START

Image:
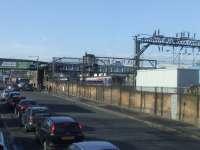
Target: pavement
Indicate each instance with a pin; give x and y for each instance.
(124, 128)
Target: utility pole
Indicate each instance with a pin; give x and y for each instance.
(37, 67)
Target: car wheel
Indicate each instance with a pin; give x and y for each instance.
(45, 146)
(18, 114)
(15, 111)
(26, 128)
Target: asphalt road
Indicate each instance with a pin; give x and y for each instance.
(127, 134)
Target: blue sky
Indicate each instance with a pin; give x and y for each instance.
(104, 27)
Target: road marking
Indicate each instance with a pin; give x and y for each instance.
(151, 124)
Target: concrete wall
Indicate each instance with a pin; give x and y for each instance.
(171, 78)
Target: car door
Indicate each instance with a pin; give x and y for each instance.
(44, 130)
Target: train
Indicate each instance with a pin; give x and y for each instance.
(100, 80)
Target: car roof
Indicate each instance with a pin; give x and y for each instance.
(95, 145)
(59, 119)
(24, 100)
(14, 92)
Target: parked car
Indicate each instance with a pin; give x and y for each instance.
(23, 105)
(27, 87)
(59, 131)
(13, 100)
(93, 145)
(33, 116)
(4, 94)
(3, 145)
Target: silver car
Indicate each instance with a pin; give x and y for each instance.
(93, 145)
(2, 142)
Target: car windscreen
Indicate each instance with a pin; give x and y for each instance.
(28, 103)
(40, 112)
(67, 127)
(14, 94)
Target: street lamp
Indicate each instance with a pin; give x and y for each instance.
(37, 60)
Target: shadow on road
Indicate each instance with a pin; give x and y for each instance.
(28, 143)
(62, 108)
(120, 144)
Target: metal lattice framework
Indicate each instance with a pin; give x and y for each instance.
(142, 43)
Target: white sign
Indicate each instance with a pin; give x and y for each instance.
(174, 106)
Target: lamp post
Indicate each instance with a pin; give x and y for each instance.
(37, 66)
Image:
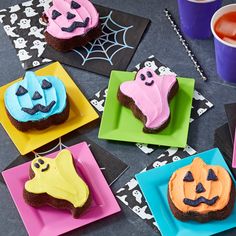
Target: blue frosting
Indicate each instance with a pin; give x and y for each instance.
(32, 83)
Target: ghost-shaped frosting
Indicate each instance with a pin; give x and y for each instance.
(150, 93)
(58, 178)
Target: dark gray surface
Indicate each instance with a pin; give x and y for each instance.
(159, 40)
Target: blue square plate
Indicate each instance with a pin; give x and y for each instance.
(154, 184)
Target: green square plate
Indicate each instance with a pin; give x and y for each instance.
(118, 122)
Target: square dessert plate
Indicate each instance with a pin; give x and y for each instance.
(118, 122)
(81, 113)
(154, 185)
(234, 153)
(46, 220)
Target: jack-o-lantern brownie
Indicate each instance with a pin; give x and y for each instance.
(201, 192)
(55, 182)
(148, 97)
(71, 23)
(36, 102)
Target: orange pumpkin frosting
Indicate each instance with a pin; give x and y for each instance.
(200, 187)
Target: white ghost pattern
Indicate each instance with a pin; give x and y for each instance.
(38, 45)
(13, 18)
(98, 104)
(165, 71)
(159, 163)
(138, 196)
(36, 32)
(35, 63)
(24, 23)
(14, 8)
(28, 3)
(151, 64)
(144, 148)
(176, 158)
(30, 12)
(9, 31)
(141, 212)
(20, 43)
(122, 198)
(44, 3)
(189, 150)
(23, 55)
(132, 184)
(200, 111)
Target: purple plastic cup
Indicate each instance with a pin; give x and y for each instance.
(225, 52)
(195, 17)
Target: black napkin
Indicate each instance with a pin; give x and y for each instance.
(111, 166)
(114, 49)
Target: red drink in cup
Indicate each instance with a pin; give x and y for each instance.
(225, 27)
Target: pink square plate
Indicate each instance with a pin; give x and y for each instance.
(49, 221)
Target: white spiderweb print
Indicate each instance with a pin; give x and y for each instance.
(112, 40)
(59, 146)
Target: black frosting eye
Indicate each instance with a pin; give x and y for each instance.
(188, 177)
(70, 15)
(74, 5)
(55, 14)
(149, 74)
(46, 84)
(211, 175)
(21, 91)
(36, 96)
(36, 165)
(142, 77)
(200, 188)
(41, 161)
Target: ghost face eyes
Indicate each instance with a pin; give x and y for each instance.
(147, 78)
(41, 166)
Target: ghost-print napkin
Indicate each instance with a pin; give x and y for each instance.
(230, 110)
(113, 50)
(200, 104)
(131, 194)
(111, 167)
(24, 27)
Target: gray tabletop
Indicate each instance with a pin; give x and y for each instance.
(161, 41)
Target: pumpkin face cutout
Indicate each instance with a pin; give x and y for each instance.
(35, 98)
(70, 18)
(200, 188)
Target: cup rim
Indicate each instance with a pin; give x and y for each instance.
(213, 21)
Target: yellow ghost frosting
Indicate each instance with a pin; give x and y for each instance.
(58, 178)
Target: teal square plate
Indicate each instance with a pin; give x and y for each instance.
(154, 185)
(118, 122)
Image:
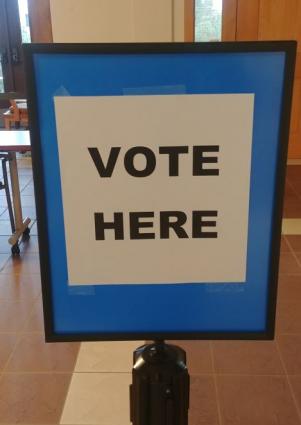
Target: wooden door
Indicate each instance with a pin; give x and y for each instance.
(276, 20)
(246, 20)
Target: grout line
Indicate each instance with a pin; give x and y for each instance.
(69, 386)
(31, 310)
(293, 252)
(288, 380)
(219, 413)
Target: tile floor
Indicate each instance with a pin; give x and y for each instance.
(232, 383)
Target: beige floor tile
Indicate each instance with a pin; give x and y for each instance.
(284, 246)
(3, 260)
(296, 384)
(203, 405)
(32, 398)
(247, 357)
(31, 245)
(13, 315)
(291, 226)
(106, 356)
(32, 354)
(7, 344)
(198, 354)
(98, 398)
(262, 400)
(35, 322)
(288, 318)
(290, 348)
(19, 287)
(289, 288)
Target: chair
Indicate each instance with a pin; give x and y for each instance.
(16, 114)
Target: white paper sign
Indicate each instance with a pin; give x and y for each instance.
(159, 232)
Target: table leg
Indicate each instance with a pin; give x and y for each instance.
(19, 223)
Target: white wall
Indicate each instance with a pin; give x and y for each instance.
(117, 20)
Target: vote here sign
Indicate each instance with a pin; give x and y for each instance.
(155, 189)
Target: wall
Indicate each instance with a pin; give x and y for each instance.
(117, 20)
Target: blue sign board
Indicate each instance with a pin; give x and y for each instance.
(159, 176)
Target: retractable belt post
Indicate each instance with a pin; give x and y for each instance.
(159, 394)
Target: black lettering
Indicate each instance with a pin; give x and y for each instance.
(198, 223)
(199, 160)
(150, 161)
(166, 224)
(173, 152)
(136, 225)
(104, 170)
(101, 225)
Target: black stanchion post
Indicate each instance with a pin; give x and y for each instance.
(159, 394)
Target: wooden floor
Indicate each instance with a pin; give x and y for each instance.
(232, 383)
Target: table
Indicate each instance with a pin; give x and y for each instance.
(12, 142)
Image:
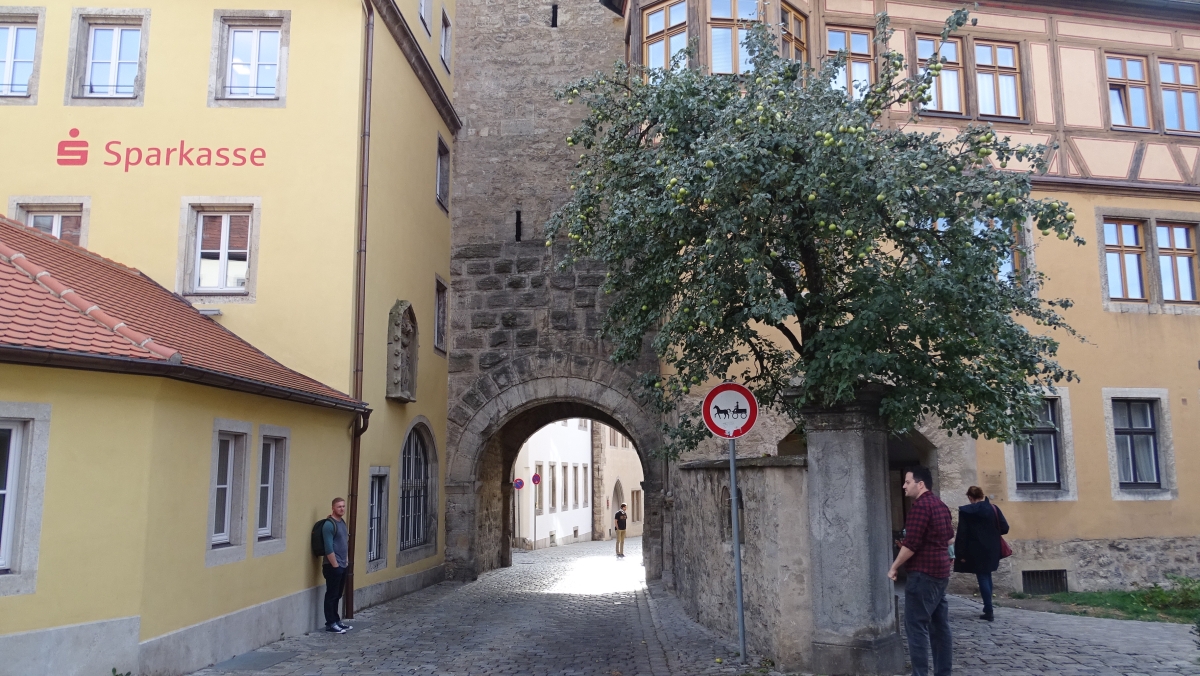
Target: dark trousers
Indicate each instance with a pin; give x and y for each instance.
(985, 591)
(927, 620)
(335, 582)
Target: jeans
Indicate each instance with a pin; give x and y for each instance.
(335, 582)
(985, 591)
(927, 620)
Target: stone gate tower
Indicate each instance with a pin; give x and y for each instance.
(525, 347)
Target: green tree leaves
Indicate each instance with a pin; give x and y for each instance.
(774, 228)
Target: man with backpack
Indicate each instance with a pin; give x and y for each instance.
(329, 540)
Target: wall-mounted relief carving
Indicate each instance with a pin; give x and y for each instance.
(402, 352)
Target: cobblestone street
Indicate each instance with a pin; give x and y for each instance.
(576, 610)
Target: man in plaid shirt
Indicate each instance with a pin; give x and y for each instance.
(928, 536)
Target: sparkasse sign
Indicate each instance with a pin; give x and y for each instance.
(118, 154)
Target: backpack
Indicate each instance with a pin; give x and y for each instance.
(318, 538)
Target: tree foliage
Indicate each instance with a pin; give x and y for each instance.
(773, 228)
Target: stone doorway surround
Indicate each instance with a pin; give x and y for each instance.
(498, 413)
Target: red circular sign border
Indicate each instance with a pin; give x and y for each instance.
(708, 416)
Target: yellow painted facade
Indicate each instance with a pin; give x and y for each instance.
(299, 179)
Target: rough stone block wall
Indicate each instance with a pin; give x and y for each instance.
(774, 557)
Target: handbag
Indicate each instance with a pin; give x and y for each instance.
(1005, 550)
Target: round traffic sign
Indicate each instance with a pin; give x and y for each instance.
(730, 411)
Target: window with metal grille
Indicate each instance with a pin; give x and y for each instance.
(414, 492)
(1133, 425)
(1043, 581)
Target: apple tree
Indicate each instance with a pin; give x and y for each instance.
(780, 228)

END

- **Instructions for the task**
Turn the records from the line with "Target: man with backpack" up to and including the last line of the records into a numbered list, leaving out any blank lines.

- **Answer to the problem**
1. Target: man with backpack
2. Indicate each instance with a pin; give x and y for each instance.
3. (329, 540)
4. Target: wall-mounted relief carving
5. Indicate each instance with a pin; give x and y for each instance.
6. (402, 352)
7. Target: cobblestone street
8. Indicate each instance with a pin; give x and y for each instance.
9. (576, 610)
10. Target: man in plaid shirt
11. Indicate each instance with a pin; give x and y for each instance.
12. (928, 536)
13. Target: sparkasse sign
14. Indicate each instance with a pin; give x and y for each instance.
15. (118, 154)
16. Target: backpack
17. Indicate each instance with a pin; give x and y for each instance.
18. (318, 538)
19. Target: tree foliage
20. Indicate each instance with a pin; give x and y for each instance.
21. (773, 228)
22. Target: stone doorway surround
23. Indicate each instance with a pin; give x and y for each instance.
24. (498, 413)
25. Target: red circular sign border
26. Indicate each instance with a pin; give x and y for each instance.
27. (708, 416)
28. Target: yellow painted facade
29. Indicate each instance with a pin; give x and y for each instance.
30. (299, 179)
31. Target: rough stone block wall
32. Indicate each instance with a pin; give x and y for each instance.
33. (774, 557)
34. Target: handbag
35. Indicate each instance with a pin; give x and y for each instance.
36. (1005, 550)
37. Target: round traffic sign
38. Indicate each instance with a pin; give x and y for each instance.
39. (730, 411)
40. Target: window with metal grille
41. Indicate each instance with a pin; give x and y for each instance.
42. (414, 492)
43. (1133, 425)
44. (1043, 581)
45. Target: apple tree
46. Indicate each instance with a pin; give x and y for each instance.
47. (780, 228)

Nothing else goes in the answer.